## Text segment
★ ★ ★ ★

These shows, and the pageants they glorify do nothing but force girls to grow up too quickly, send negative messages to viewers and participants and pose health risks for the girls involved.

Therefore, beauty pageants for young girls should be abolished.

The hypersexualization that takes place in these pageants is staggering. Not only are young girls' minds molded into having a superficial view on beauty, but they are also waxed, spray-tanned, given wigs, retouched in pictures, injected with Botox and fillers, and painted with fake abs and even breasts.

Sexy is the goal, not cute. Girls of ages 2-12 wear skimpy clothing, accentuating only their underdeveloped bodies. A 4-year-old girl on "Toddlers and Tiaras" once impersonated Dolly Parton with fake breasts, another dressed as Julia Roberts in Pretty Woman (so basically, a prostitute), and another even pretended to smoke a cigarette to look like Sandy from Grease.

★ ★ ★ ★

## Data extracts
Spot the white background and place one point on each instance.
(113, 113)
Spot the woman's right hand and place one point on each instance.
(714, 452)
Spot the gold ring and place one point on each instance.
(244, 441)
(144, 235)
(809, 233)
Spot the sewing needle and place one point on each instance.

★ ★ ★ ★

## The problem
Continue the text on beauty pageants for young girls from the point where it stops.

## Result for this exercise
In Venezuela, people are so obsessed with pageants that they send their daughters to "Miss Factories," to train them to win. At these factories, underage girls undergo plastic surgery and hormone therapy to delay puberty in attempts to grow taller. In addition, they often get mesh sewn onto their tongues so that they are physically incapable of eating solid food. This idea of taking horrific measures to look slimmer is not unique to Venezuela. A former Miss USA explained that she would "slather on hemorrhoid ointment, wrap herself up with Saran wrap, and run on a treadmill with an incline for 30 minutes to tighten her skin and waist up." Many countries, including France and Israel have banned child beauty pageants because it is "hypersexualizing." Why has the US yet to follow in their footsteps?

Additionally, the pageants strip their young contestants of a childhood by basically putting them through harsh child labor. Oftentimes, girls as young as 18 months old participate in pageants. There is no way that a girl under 2 years old has the capacity to decide for herself that she wants to participate in a beauty pageant. Not to mention, education often takes a backseat in pageant girls' lives as long practice sessions interfere with sleep and homework. This causes long-term distress for the contestants, including widespread unemployment for former pageant girls.

Moreover, these pageants tie self-worth and self-esteem to attractiveness. They teach girls that natural beauty and intelligence are not enough, when in actuality they should be doing the opposite. In fact, 72% of pageant girls hire coaches to train girls to be more "attractive."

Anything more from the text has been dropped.